(Extracted data entries)
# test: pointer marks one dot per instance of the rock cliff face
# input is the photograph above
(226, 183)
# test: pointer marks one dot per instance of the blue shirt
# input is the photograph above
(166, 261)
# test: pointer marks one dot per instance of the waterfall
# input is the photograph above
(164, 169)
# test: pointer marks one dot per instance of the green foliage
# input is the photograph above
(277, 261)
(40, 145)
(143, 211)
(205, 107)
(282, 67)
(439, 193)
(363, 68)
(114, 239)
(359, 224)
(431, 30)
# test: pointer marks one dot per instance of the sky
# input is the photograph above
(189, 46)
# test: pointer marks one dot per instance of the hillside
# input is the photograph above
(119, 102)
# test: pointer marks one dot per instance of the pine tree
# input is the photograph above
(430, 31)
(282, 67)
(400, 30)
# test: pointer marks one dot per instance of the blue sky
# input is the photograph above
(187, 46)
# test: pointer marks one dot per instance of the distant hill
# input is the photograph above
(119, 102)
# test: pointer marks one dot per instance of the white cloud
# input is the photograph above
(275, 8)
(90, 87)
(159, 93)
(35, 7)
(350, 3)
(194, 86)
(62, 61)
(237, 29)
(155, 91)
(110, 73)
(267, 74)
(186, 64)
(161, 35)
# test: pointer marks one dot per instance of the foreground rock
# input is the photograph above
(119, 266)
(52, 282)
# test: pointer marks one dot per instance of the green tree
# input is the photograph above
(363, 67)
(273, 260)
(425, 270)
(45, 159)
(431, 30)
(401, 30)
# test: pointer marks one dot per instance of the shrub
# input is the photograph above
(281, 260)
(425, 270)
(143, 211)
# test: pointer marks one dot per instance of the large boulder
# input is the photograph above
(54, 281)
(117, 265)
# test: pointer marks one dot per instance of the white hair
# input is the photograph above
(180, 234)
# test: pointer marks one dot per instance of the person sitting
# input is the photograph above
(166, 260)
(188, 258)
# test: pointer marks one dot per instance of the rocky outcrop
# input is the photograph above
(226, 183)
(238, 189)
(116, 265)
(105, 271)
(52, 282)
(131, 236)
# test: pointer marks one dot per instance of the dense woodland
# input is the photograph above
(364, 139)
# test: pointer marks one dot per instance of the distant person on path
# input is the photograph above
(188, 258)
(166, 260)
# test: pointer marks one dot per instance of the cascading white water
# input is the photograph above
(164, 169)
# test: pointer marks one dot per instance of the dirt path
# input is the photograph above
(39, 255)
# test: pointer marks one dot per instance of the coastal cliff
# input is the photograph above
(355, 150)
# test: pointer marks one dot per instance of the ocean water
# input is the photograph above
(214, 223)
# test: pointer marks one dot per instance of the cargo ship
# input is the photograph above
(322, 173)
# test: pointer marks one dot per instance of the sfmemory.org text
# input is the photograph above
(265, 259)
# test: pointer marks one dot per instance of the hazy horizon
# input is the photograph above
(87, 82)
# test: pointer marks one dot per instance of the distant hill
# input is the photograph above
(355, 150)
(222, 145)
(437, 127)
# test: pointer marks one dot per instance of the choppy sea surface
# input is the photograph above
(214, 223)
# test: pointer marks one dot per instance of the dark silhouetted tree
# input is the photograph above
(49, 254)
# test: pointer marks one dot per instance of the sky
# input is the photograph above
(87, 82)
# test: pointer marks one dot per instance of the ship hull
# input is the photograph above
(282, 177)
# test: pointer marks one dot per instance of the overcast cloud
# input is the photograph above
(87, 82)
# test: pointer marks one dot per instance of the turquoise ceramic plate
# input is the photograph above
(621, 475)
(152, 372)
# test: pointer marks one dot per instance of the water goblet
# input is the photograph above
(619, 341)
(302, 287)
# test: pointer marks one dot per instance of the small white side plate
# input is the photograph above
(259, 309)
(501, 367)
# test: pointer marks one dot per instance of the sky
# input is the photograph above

__Work order__:
Reproduce all of the data. Leave every line unchanged.

__Exercise solution__:
# test: pointer marks one dot per instance of the rock cliff face
# input is the photograph above
(226, 183)
# test: pointer marks one dot per instance of the blue shirt
# input is the photograph above
(166, 261)
# test: pointer marks one dot per instance of the waterfall
# input is the photograph above
(164, 169)
# test: pointer marks one dot per instance of the green foliage
# input is the photograph above
(277, 261)
(40, 145)
(143, 211)
(205, 107)
(282, 67)
(439, 193)
(363, 68)
(114, 239)
(359, 224)
(431, 30)
# test: pointer marks one dot per instance of the sky
# input is the photograph above
(189, 46)
# test: pointer marks one dot per instance of the hillside
# input is the photograph above
(119, 102)
# test: pointer marks one dot per instance of the pine tree
# input is the photograph above
(430, 31)
(282, 67)
(400, 30)
# test: pointer marks one dot per instance of the blue sky
# input is the photograph above
(187, 46)
# test: pointer marks one dot per instance of the distant hill
# input is the photograph above
(119, 102)
# test: pointer marks one dot per instance of the white cloud
# input is the photograph above
(275, 8)
(90, 87)
(159, 93)
(35, 7)
(350, 3)
(194, 86)
(62, 61)
(237, 29)
(155, 91)
(110, 73)
(267, 74)
(186, 64)
(161, 35)
# test: pointer marks one dot per instance of the foreground rock
# input is the photograph above
(119, 266)
(52, 282)
# test: pointer marks one dot per instance of the green tree
# input is the photograph above
(363, 67)
(273, 260)
(425, 270)
(45, 159)
(431, 30)
(401, 30)
# test: pointer marks one dot per instance of the shrub
# input is the photograph above
(281, 260)
(425, 270)
(143, 211)
# test: pointer marks one dot per instance of the large boulder
# input is the photograph above
(54, 281)
(117, 265)
# test: pointer marks one dot per instance of the white hair
# input is the photograph above
(180, 234)
# test: pointer marks one dot per instance of the person sitting
# input is the photograph above
(166, 260)
(188, 258)
# test: pointer marks one dot per instance of the rocky outcrop
# input is the photograph above
(226, 183)
(238, 189)
(116, 265)
(105, 271)
(52, 282)
(131, 236)
# test: pointer marks one dot per instance of the dense woodland
# input is the photograph above
(364, 139)
# test: pointer marks one dot per instance of the distant person on path
# input is the photograph above
(188, 258)
(166, 260)
# test: pointer marks one dot per instance of the cascading white water
# input is the photograph above
(164, 169)
# test: pointer marks one dot per instance of the dirt path
# input is the photograph above
(39, 255)
# test: pointer marks one dot per instance of the coastal cliff
# input is the photograph above
(355, 150)
# test: pointer marks one dot per instance of the ocean water
# input is the photograph above
(214, 223)
# test: pointer marks one dot per instance of the cargo ship
# input is the photograph above
(322, 173)
# test: pointer marks one dot per instance of the sfmemory.org text
# input is the photograph above
(265, 259)
# test: pointer marks one dot per instance of the hazy horizon
# input is the photograph above
(87, 82)
# test: pointer marks one dot per instance of the distant hill
# input is the photograph above
(355, 150)
(222, 145)
(437, 127)
# test: pointer marks one dot per instance of the choppy sea surface
# input is the photograph above
(214, 223)
# test: pointer marks one dot per instance of the dark silhouetted tree
# input is the photograph above
(49, 254)
# test: pointer marks one dot per instance of the sky
# input is the photograph above
(87, 82)
# test: pointer marks one dot per instance of the ship hull
# input is the photograph above
(282, 177)
# test: pointer marks one dot per instance of the overcast cloud
# input is the photograph above
(87, 82)
# test: pointer marks one dot per instance of the turquoise ceramic plate
# input is the photograph above
(621, 475)
(152, 372)
# test: pointer marks one dot per instance of the water goblet
# input is the photograph above
(619, 341)
(302, 287)
# test: pointer marks one dot per instance of the small white side plate
# input is the photograph above
(259, 309)
(501, 367)
# test: pointer marks one dot per instance of the sky
# input is the photograph above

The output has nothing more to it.